- Exercise prompt -
In the material below, copy word for word the lines that begin at the line containing "Category: round window" and stop after the line containing "(187, 1007)", keeping both of those lines. Give only these lines.

- Data shown -
--- Start ---
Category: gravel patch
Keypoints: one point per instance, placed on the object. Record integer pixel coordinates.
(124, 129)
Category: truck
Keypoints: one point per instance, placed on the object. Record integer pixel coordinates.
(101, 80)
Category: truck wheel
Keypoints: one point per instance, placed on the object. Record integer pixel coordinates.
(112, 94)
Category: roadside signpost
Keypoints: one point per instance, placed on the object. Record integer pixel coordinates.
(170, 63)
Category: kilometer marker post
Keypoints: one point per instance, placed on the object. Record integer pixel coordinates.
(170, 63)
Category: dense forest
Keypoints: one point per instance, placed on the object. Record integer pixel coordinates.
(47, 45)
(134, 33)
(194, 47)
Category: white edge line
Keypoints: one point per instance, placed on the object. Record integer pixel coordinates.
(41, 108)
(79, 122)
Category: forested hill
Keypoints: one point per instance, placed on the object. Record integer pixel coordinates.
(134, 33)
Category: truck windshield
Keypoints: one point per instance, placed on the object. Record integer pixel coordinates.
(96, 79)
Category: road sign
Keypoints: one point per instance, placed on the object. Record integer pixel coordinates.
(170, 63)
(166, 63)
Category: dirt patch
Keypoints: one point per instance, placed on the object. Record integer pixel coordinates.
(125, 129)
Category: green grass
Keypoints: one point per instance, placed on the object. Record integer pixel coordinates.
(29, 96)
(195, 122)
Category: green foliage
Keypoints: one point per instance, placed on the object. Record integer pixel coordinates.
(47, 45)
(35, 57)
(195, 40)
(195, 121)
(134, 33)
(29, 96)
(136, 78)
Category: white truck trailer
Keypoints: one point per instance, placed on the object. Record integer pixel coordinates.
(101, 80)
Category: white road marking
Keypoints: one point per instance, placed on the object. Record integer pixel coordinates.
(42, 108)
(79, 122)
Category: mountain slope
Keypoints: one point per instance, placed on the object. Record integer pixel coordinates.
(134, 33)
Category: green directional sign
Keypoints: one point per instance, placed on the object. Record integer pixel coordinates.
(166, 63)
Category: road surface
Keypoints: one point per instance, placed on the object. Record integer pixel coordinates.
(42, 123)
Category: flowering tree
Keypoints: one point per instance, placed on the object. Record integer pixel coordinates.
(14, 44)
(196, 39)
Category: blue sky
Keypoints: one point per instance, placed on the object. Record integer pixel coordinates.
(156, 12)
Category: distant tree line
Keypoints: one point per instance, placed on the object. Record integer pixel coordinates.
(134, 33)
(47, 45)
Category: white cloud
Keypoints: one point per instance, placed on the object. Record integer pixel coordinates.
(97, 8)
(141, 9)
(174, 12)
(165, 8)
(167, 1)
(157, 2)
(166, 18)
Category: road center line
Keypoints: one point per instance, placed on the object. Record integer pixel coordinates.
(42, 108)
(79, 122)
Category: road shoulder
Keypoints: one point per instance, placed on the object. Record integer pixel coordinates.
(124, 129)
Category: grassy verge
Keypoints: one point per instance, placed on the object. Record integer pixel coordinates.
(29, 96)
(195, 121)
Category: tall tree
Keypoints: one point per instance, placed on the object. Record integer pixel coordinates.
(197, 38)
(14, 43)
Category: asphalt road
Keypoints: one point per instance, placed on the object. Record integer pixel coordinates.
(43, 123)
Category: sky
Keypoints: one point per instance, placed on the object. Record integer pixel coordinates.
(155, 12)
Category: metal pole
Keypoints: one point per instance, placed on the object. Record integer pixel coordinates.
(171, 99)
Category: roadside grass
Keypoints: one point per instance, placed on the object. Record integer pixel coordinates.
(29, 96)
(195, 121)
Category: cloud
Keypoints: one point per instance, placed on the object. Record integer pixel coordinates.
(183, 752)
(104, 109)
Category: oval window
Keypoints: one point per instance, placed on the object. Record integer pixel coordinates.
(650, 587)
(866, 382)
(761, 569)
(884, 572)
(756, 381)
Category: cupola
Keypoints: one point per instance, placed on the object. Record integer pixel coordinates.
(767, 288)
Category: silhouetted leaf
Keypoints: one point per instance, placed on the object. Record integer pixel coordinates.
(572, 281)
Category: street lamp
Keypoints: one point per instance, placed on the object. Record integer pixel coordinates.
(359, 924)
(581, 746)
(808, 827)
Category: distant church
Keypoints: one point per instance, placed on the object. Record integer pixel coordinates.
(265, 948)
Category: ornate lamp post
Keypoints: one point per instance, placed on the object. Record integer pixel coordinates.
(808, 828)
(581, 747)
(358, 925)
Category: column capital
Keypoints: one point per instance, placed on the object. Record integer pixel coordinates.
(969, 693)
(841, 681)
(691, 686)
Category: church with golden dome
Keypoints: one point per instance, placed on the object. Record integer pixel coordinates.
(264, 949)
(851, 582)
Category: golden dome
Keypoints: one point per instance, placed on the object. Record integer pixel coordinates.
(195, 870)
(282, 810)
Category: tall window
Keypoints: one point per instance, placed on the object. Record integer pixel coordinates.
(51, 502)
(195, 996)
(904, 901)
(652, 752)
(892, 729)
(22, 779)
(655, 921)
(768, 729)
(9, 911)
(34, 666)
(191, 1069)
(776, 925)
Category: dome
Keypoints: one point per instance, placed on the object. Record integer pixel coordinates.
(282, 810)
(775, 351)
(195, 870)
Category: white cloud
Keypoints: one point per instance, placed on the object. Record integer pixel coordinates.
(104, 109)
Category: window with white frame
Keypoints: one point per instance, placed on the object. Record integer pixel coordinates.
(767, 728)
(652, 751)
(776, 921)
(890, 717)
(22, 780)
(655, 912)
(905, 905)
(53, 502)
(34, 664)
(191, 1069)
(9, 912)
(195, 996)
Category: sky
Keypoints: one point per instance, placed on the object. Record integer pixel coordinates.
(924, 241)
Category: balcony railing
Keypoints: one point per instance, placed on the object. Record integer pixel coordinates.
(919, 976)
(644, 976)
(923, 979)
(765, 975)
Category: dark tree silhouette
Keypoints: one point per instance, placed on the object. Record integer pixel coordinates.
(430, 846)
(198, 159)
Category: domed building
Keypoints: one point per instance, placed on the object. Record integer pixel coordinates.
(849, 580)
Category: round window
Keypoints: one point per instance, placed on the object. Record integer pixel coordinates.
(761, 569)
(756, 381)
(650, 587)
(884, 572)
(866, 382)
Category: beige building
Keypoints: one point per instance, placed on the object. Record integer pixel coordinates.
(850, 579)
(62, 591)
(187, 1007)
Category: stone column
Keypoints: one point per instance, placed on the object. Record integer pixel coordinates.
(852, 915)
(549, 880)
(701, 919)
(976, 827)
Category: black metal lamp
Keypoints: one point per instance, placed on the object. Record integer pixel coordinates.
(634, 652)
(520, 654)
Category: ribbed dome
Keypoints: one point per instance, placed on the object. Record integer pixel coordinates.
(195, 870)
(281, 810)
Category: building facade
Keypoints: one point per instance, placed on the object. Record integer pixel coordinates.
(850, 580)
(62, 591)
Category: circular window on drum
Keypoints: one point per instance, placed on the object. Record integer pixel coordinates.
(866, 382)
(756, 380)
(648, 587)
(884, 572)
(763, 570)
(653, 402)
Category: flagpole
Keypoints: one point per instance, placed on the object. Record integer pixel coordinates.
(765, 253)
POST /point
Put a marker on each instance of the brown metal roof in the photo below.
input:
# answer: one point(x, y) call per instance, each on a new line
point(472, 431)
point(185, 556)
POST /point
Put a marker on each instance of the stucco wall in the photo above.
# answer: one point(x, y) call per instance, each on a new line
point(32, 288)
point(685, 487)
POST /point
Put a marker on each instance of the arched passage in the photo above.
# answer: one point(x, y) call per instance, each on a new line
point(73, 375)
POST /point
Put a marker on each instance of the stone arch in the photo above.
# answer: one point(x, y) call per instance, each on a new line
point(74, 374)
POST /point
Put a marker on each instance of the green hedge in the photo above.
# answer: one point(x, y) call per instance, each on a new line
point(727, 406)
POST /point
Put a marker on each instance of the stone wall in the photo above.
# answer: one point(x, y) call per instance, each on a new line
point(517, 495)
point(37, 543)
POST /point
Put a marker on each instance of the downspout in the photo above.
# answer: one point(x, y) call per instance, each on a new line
--- End ---
- Answer in full -
Category: round window
Keypoints: one point per instance, placed on the object. Record integer pixel coordinates.
(761, 569)
(756, 381)
(650, 587)
(884, 572)
(866, 382)
Category: beige building
Keypoints: one point per instance, placed on the object. Record integer pixel coordinates.
(850, 579)
(62, 591)
(187, 1007)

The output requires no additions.